TEXTAUSZUG:
------------

Es geschah Ende 2020. Aus dem Amazon-Fan Rainer Hank - bis zur Rente leitender Wirtschaftsredakteur der FAZ - wurde ein scharfer, enttäuschter Amazon-Kritiker. Und das passsiertes so, wie er in der FAZ am 3.1.2021 schrieb: "In den letzten Wochen des Jahres 2020 habe ich den Glauben an Amazon verloren.

Und das kam so. Einige kurz hintereinander erfolgte Abbuchungen von Anfang November auf meiner Kreditkartenabrechnung, keine großen Beträge, kamen mir spanisch vor. Ich hatte die Befürchtung, ein Betrüger müsse mein Amazon-Konto gehackt haben. Solche Sachen liest man ja; warum sollte ich verschont bleiben. Ich bat meine Bank, das mutmaßlich betrügerisch abgebuchte Geld zurückzufordern. Das funktionierte binnen eines Tages reibungslos.

Tags darauf musste ich feststellen, dass es keinen Hacker gab, ich bloß bei der coronabedingt vielfältigen Online-Bestellerei den Überblick über meine Käufe verloren hatte. So waren mir etwa die Fahrradhandschuhe für 10,97 Euro nicht mehr präsent. Mein Fehler, gewiss – aber ein Fehler, den ich mir durchgehen lasse. Kann passieren.
Amazon ächtete mich

Danach lernte ich Amazon von einer anderen Seite kennen. Wie naiv war es von mir zu meinen, die Sache lasse sich mit einer korrigierenden E-Mail an Amazon aus der Welt schaffen. Erst einmal reagierte das Unternehmen gar nicht. Dann erhielt ich die Mitteilung, mein Amazon-Konto sei gesperrt, angeblich, um mich zu schützen. Einige Tage später wurde ich aufgefordert, ich solle die Nummer einer Kreditkarte angeben, um die Bestellungen zu bezahlen, die aber nicht jene Kreditkarte sein dürfe, von der ursprünglich die Beträge abgebucht worden seien; sie müsse aber gleichwohl auf meinem Amazon-Konto hinterlegt sein. Das werde schwierig, antwortete ich, denn es sei keine andere Kreditkarte hinterlegt, ich könne das aber jetzt gerne nachholen. Nein, das sei nicht möglich, wurde mir einige Tage später mitgeteilt.

------------

BEREITGESTELLTE DATEN:
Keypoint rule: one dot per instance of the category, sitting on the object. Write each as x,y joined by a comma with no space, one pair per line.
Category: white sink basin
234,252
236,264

------------

ARBEITSAUFTRAG:
Können Sie aus dem Textauszug über Rainer Hanks Ärger mit Amazon den Abschnitt zwischen „Amazon ächtete mich“ und „Tage später mitgeteilt.“, beide eingeschlossen, wortgetreu abschreiben?

LÖSUNG:
Amazon ächtete mich

Danach lernte ich Amazon von einer anderen Seite kennen. Wie naiv war es von mir zu meinen, die Sache lasse sich mit einer korrigierenden E-Mail an Amazon aus der Welt schaffen. Erst einmal reagierte das Unternehmen gar nicht. Dann erhielt ich die Mitteilung, mein Amazon-Konto sei gesperrt, angeblich, um mich zu schützen. Einige Tage später wurde ich aufgefordert, ich solle die Nummer einer Kreditkarte angeben, um die Bestellungen zu bezahlen, die aber nicht jene Kreditkarte sein dürfe, von der ursprünglich die Beträge abgebucht worden seien; sie müsse aber gleichwohl auf meinem Amazon-Konto hinterlegt sein. Das werde schwierig, antwortete ich, denn es sei keine andere Kreditkarte hinterlegt, ich könne das aber jetzt gerne nachholen. Nein, das sei nicht möglich, wurde mir einige Tage später mitgeteilt.